Text provided.
By Paul F. Stifflemire, Jr.

"Shortly before 5:15 in the evening, somewhere along the great triple-conductor line that runs from Niagara Falls to New York City in three wrist- thick strands of iron-core aluminum, a surge of electrical energy went berserk. Whether a switching device had failed to operate, whether somewhere in the vast Northeast power grid a giant generator had suddenly gone out of phase, whether a computer experienced a nervous breakdown no one would be able to determine exactly for some time afterward. But at that moment the electric pulse all up and down the great 345-kilovolt line surged, wobbled and flickered; and, like a pinched aorta, it caused an entire civilization to flicker with it.  Thousands of New Yorkers were trapped on subway trains, and automobile traffic ground to a halt as traffic signals failed.  People walked home or camped out.  New Yorkers were cited for their grace in the face of hardship.  Each utility company disclaimed responsibility and suggested others equipment or personnel were to blame.  It was remarked that the industry has created an interconnected system so complex that engineers can no longer understand it.

Written instruction 1.
Answer these from the blackout passage:
(a) At about what time in the evening did the surge happen?
(b) What is the kilovolt rating of the line that surged?
(c) What were New Yorkers cited for?
Written instruction 2. Select every line of the records that contains the string "outline". Case counts.

Dataset content.
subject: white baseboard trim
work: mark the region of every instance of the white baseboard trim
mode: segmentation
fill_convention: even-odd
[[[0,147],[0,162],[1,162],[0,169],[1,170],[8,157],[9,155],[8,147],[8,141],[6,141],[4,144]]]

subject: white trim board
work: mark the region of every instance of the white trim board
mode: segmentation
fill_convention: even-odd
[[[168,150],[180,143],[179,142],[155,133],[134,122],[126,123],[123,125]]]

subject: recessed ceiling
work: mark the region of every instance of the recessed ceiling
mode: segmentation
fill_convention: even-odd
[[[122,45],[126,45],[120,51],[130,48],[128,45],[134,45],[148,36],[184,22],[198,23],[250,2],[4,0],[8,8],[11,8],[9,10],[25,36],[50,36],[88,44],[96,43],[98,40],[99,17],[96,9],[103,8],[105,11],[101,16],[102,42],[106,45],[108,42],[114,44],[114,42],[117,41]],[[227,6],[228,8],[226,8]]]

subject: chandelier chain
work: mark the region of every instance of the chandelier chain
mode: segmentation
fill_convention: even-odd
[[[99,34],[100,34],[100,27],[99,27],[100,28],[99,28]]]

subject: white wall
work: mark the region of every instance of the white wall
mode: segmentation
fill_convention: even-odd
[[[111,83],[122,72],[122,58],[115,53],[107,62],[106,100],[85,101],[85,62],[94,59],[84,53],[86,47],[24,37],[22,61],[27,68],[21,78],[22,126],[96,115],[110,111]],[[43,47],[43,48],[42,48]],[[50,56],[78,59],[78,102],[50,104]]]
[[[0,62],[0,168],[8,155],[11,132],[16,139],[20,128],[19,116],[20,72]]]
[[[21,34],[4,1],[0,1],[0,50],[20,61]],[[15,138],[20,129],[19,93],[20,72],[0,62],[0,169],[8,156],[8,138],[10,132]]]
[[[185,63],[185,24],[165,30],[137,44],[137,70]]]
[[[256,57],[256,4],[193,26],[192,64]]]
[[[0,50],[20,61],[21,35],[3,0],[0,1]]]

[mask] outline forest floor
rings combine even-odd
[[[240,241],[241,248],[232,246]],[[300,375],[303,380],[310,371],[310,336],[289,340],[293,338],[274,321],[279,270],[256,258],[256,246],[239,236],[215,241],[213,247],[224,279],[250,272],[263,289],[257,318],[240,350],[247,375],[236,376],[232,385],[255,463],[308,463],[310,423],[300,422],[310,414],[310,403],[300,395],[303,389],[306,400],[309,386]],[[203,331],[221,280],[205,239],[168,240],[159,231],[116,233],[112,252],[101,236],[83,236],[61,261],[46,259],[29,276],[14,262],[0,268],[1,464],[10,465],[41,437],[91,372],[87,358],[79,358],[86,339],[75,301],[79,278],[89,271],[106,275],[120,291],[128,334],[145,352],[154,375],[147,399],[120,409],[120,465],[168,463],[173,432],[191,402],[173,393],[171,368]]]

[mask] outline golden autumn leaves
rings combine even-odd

Expected output 1.
(a) Shortly before 5:15 in the evening.
(b) 345 kilovolts.
(c) Their grace in the face of hardship.

Expected output 2.
[mask] outline forest floor
[mask] outline golden autumn leaves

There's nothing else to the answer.